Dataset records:
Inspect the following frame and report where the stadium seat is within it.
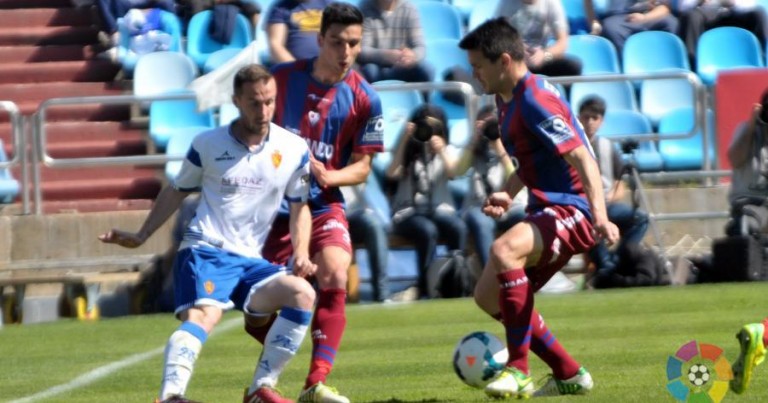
[117,10,182,77]
[640,79,696,126]
[133,52,198,96]
[414,1,464,41]
[165,126,211,181]
[149,99,214,150]
[659,108,715,171]
[467,0,501,30]
[570,81,637,112]
[622,31,691,74]
[0,140,20,203]
[696,27,765,86]
[566,35,621,75]
[187,10,253,69]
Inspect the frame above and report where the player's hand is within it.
[293,255,317,278]
[483,192,512,218]
[99,229,145,249]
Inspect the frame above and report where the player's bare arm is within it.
[99,186,189,248]
[290,202,317,277]
[310,153,373,187]
[563,145,619,245]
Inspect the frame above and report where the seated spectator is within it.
[456,105,528,267]
[357,0,434,82]
[725,89,768,236]
[678,0,768,66]
[96,0,176,50]
[496,0,581,76]
[387,104,467,298]
[579,96,648,277]
[267,0,331,64]
[602,0,679,54]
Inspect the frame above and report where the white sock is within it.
[160,322,208,400]
[248,307,312,394]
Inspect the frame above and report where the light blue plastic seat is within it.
[696,27,765,85]
[117,10,182,77]
[187,10,253,70]
[659,108,715,171]
[414,1,464,41]
[149,99,214,150]
[566,35,621,75]
[165,126,211,181]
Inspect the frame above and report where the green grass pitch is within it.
[0,283,768,403]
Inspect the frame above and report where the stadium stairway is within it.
[0,0,161,213]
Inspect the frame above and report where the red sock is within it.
[497,270,533,374]
[531,309,580,379]
[304,288,347,388]
[245,313,277,346]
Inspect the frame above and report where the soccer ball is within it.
[688,364,710,387]
[453,332,509,388]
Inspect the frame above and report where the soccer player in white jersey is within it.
[99,65,317,403]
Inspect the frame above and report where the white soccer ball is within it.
[453,332,509,388]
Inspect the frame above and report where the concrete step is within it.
[0,8,95,29]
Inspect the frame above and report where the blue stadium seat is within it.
[0,140,20,203]
[622,31,691,74]
[696,27,765,86]
[467,0,501,30]
[659,108,715,171]
[117,10,182,77]
[640,79,696,126]
[570,81,637,112]
[566,35,621,75]
[165,126,211,181]
[149,99,214,150]
[187,10,253,69]
[414,1,464,40]
[133,52,198,96]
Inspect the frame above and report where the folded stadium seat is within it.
[565,35,621,75]
[467,0,501,30]
[187,10,253,70]
[117,10,182,78]
[165,126,211,181]
[0,140,19,203]
[696,27,765,86]
[659,108,715,171]
[640,79,696,126]
[414,1,464,41]
[570,81,638,113]
[149,95,214,151]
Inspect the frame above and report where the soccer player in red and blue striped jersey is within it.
[459,18,619,397]
[246,2,383,402]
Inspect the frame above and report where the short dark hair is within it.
[579,95,605,116]
[320,1,364,35]
[234,64,272,95]
[459,17,525,62]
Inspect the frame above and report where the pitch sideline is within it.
[8,318,243,403]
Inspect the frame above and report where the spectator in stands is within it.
[456,105,528,267]
[496,0,581,76]
[339,184,389,302]
[602,0,679,54]
[579,96,648,275]
[267,0,331,64]
[725,89,768,236]
[677,0,768,66]
[387,104,467,298]
[357,0,434,82]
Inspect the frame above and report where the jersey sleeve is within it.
[173,142,203,192]
[285,149,309,203]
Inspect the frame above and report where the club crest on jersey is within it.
[538,115,574,144]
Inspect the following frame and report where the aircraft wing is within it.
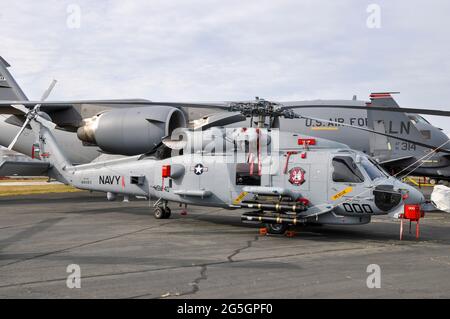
[0,161,50,176]
[380,156,414,165]
[0,99,150,115]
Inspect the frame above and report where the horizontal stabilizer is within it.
[0,161,50,176]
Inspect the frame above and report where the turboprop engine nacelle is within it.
[77,106,186,155]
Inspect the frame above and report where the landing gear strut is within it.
[153,200,172,219]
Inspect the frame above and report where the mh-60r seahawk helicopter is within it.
[7,92,424,234]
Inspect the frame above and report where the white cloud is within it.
[0,0,450,133]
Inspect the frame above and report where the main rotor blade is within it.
[35,115,56,130]
[8,117,30,150]
[296,114,450,154]
[281,104,450,117]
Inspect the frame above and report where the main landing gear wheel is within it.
[153,206,172,219]
[266,224,289,235]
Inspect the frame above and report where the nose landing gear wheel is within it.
[266,224,288,235]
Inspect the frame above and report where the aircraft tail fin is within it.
[0,56,28,101]
[30,113,73,183]
[367,92,428,161]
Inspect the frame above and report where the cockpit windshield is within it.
[408,114,430,124]
[361,157,389,180]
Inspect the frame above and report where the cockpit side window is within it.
[361,158,387,180]
[332,156,364,183]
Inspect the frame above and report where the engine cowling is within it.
[77,106,186,155]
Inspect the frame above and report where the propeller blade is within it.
[41,80,57,101]
[281,104,450,117]
[296,114,450,154]
[11,104,30,114]
[8,117,30,150]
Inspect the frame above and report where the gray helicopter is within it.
[0,57,450,181]
[7,94,424,234]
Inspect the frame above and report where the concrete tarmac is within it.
[0,192,450,298]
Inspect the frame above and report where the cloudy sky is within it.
[0,0,450,134]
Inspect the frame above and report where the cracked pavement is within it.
[0,192,450,299]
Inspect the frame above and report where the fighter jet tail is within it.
[367,93,429,162]
[0,56,28,101]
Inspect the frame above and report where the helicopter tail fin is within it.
[367,92,428,161]
[0,56,28,101]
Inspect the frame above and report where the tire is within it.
[266,224,289,235]
[163,207,172,219]
[153,206,165,219]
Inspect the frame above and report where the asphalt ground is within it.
[0,192,450,298]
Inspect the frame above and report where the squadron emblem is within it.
[289,167,305,186]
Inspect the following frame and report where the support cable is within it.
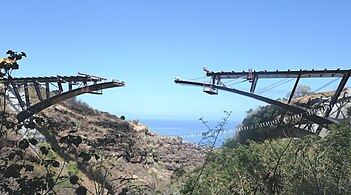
[256,79,294,94]
[256,78,288,93]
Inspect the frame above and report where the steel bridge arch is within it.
[174,79,337,127]
[17,81,124,122]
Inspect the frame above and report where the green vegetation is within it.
[181,122,351,194]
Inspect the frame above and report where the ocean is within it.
[140,119,241,147]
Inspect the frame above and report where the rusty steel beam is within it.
[175,79,336,126]
[23,83,30,108]
[250,76,258,93]
[0,76,101,84]
[288,74,301,104]
[206,69,351,79]
[33,81,44,101]
[17,81,124,122]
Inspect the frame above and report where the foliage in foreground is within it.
[181,123,351,194]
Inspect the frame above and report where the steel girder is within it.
[175,79,337,126]
[17,81,124,122]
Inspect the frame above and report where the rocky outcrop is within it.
[36,102,205,194]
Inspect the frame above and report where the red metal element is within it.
[78,72,107,81]
[246,68,253,83]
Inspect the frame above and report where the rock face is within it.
[40,102,205,194]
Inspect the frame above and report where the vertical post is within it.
[45,81,50,99]
[57,81,63,93]
[288,74,301,104]
[68,81,72,91]
[10,80,24,110]
[33,81,44,101]
[250,75,258,93]
[23,82,30,108]
[324,72,350,117]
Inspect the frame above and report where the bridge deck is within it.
[206,69,351,79]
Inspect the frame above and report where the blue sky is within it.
[0,0,351,120]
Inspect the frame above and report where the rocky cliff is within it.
[32,99,205,194]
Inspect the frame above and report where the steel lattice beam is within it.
[206,69,351,79]
[175,79,336,126]
[17,81,124,122]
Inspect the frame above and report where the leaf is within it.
[69,175,79,185]
[40,146,49,155]
[76,186,87,195]
[24,165,34,172]
[71,136,82,147]
[59,136,68,143]
[51,160,60,167]
[29,138,38,145]
[8,152,16,160]
[4,164,22,178]
[78,152,91,161]
[18,139,29,150]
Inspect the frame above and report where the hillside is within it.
[2,96,205,194]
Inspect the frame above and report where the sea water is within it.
[140,119,240,147]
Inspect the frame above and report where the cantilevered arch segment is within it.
[175,79,336,126]
[17,81,124,122]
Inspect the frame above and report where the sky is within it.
[0,0,351,121]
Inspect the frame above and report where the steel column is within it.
[57,82,63,93]
[324,72,350,117]
[45,82,50,99]
[288,74,301,104]
[250,75,258,93]
[23,82,30,108]
[33,81,44,101]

§ **Aim**
Count the lines in the listing above that contain the string "blue", with case significant. Reply with the number alone.

§ **Expected answer**
4